Desde este año, en la segunda fila de la primera compañía de barriles senior de la Peña Anastasio, faltará un habitual, mi padre, Javier, que ya nunca más podrá aporrear con sus palillos su barril y que tampoco llegará a ver el retorno de las tamborradas a las calles tras dos años de restricciones. Después de más de tres décadas desfilando, tocando, cantando y riendo con los compañeros, su ausencia mañana se hará presente.

La celebración del día de San Sebastián, como la mayoría de festejos de origen popular, suele dar pie a hablar de lo que es o no es una tradición, cuestión que, en realidad, está más relacionada con el acercamiento emocional a algo por parte de cada uno que a la inmutabilidad de un discurrir que se repite. Así, cuando hablamos de la Tamborrada, de lo que hablamos es de nuestra relación con la festividad y de cómo y con quién la vivimos, no de la circunstancia de su arraigo. En mi caso, a la edad de doce años –ahora voy a cumplir 35– comencé a desfilar en la compañía junior de la misma asociación en la que hasta su fallecimiento desfiló mi padre –compartí fila con él a partir de los 19–, junto a su cuñado, mi tío José Luis, hermano de mi madre, Agustina, que participa, prácticamente desde sus inicios, en la femenina de la Peña Anastasio, la primera tamborrada de la ciudad compuesta exclusivamente por mujeres y que este año cumple 25 años. La acompañan otras veteranas en los Anastasios, mis primas Eunate y Naroa. Y todos, en nuestras respectivas compañías, hemos tocado siempre el barril. Algo coherente, por otra parte, habida cuenta que mi aitona Pedro Fernández, padre de mi padre, de oficio carpintero e íntimo amigo de Plácido Eceiza, fundador de la Peña Anastasio, fue el que hizo durante muchos años los barriles de esta tamborrada que desfiló por primera vez en 1963. Tanto es así que, una vez cerrado su taller de carpintería, seguía construyendo y arreglando los barriles desde casa de dos de sus hijos, uno era mi padre y otra era mi tía Nieves.

* _REGISTROS_

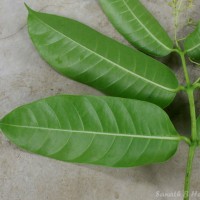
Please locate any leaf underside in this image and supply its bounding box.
[0,95,180,167]
[28,6,178,107]
[184,23,200,62]
[99,0,173,57]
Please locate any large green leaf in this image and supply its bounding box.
[184,23,200,62]
[28,5,178,107]
[99,0,173,57]
[0,95,181,167]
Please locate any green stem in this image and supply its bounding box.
[184,145,196,200]
[187,89,198,142]
[177,50,191,85]
[176,49,198,200]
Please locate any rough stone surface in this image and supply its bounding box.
[0,0,200,200]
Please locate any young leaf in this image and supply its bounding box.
[28,6,178,107]
[0,95,181,167]
[184,23,200,62]
[99,0,173,57]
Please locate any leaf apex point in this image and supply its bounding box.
[24,2,33,12]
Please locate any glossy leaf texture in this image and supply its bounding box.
[0,95,181,167]
[99,0,173,57]
[184,23,200,62]
[28,6,178,107]
[197,117,200,146]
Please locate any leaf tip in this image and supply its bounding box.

* _TAREA 1_
Actualiza el texto sobre la Tamborrada: reprodúcelo desde "Desde este año, en" hasta "se hará presente." y cambia "palillos" por "baquetas".
* _TAREA 2_
Según el texto sobre la Tamborrada, ¿en qué año desfiló por primera vez la tamborrada de la Peña Anastasio?

* _SOLUCIÓN DESARROLLADA 1_
Desde este año, en la segunda fila de la primera compañía de barriles senior de la Peña Anastasio, faltará un habitual, mi padre, Javier, que ya nunca más podrá aporrear con sus baquetas su barril y que tampoco llegará a ver el retorno de las tamborradas a las calles tras dos años de restricciones. Después de más de tres décadas desfilando, tocando, cantando y riendo con los compañeros, su ausencia mañana se hará presente.

* _SOLUCIÓN DESARROLLADA 2_
En 1963.